◆ Problem ◆
Edit the data from the line with "the waterfront property" up to and including the line with "x=209, y=23" by replacing "Target" with "Object". Leave everything else unchanged.

**** Exercise inputs ****

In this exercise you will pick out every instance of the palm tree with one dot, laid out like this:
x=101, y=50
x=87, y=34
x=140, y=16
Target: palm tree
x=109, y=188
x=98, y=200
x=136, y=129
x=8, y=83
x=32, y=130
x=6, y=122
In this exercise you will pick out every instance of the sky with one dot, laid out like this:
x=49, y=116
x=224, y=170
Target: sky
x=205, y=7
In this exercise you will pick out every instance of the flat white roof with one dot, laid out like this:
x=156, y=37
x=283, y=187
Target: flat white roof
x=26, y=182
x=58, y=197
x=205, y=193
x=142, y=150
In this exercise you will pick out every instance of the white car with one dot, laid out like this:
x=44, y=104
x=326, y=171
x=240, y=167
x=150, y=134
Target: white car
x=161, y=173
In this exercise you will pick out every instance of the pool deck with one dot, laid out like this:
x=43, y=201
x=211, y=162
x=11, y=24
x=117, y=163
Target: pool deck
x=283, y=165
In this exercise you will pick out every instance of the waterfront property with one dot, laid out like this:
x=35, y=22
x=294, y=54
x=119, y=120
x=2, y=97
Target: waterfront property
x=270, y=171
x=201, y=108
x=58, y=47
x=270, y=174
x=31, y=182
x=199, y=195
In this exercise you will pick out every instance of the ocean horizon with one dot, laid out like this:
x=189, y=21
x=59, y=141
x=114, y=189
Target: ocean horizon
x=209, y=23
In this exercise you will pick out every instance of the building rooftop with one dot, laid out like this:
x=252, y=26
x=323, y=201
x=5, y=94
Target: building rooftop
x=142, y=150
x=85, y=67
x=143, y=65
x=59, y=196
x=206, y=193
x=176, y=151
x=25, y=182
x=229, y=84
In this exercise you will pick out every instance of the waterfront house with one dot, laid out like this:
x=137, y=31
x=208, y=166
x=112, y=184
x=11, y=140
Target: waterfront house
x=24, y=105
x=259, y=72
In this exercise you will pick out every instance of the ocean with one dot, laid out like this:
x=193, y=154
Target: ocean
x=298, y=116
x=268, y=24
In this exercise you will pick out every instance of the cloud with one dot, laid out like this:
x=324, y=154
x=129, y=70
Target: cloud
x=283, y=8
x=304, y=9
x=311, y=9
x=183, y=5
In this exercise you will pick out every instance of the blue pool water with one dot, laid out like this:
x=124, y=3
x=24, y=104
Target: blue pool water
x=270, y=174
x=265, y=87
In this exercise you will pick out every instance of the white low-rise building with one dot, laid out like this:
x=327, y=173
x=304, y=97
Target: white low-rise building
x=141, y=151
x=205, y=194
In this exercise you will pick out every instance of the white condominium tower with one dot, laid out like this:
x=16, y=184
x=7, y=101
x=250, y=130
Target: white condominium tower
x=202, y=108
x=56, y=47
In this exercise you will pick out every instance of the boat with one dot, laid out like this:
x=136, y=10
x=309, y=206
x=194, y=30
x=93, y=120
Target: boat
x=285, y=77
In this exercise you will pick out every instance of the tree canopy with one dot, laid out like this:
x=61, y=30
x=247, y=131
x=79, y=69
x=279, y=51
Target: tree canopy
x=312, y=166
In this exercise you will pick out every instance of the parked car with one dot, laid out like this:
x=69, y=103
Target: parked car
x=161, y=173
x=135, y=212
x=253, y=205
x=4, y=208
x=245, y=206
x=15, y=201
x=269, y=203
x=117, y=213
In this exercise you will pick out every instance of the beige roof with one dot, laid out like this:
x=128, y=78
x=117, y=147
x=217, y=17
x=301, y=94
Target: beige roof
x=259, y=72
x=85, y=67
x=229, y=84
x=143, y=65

****

◆ Answer for the task ◆
In this exercise you will pick out every instance of the waterfront property with one dot, laid out like this:
x=35, y=22
x=294, y=54
x=119, y=120
x=2, y=97
Object: waterfront property
x=270, y=171
x=201, y=108
x=58, y=47
x=270, y=174
x=31, y=182
x=199, y=195
In this exercise you will pick out every instance of the ocean horizon with one dot, laid out like this:
x=189, y=21
x=59, y=141
x=114, y=189
Object: ocean horizon
x=209, y=23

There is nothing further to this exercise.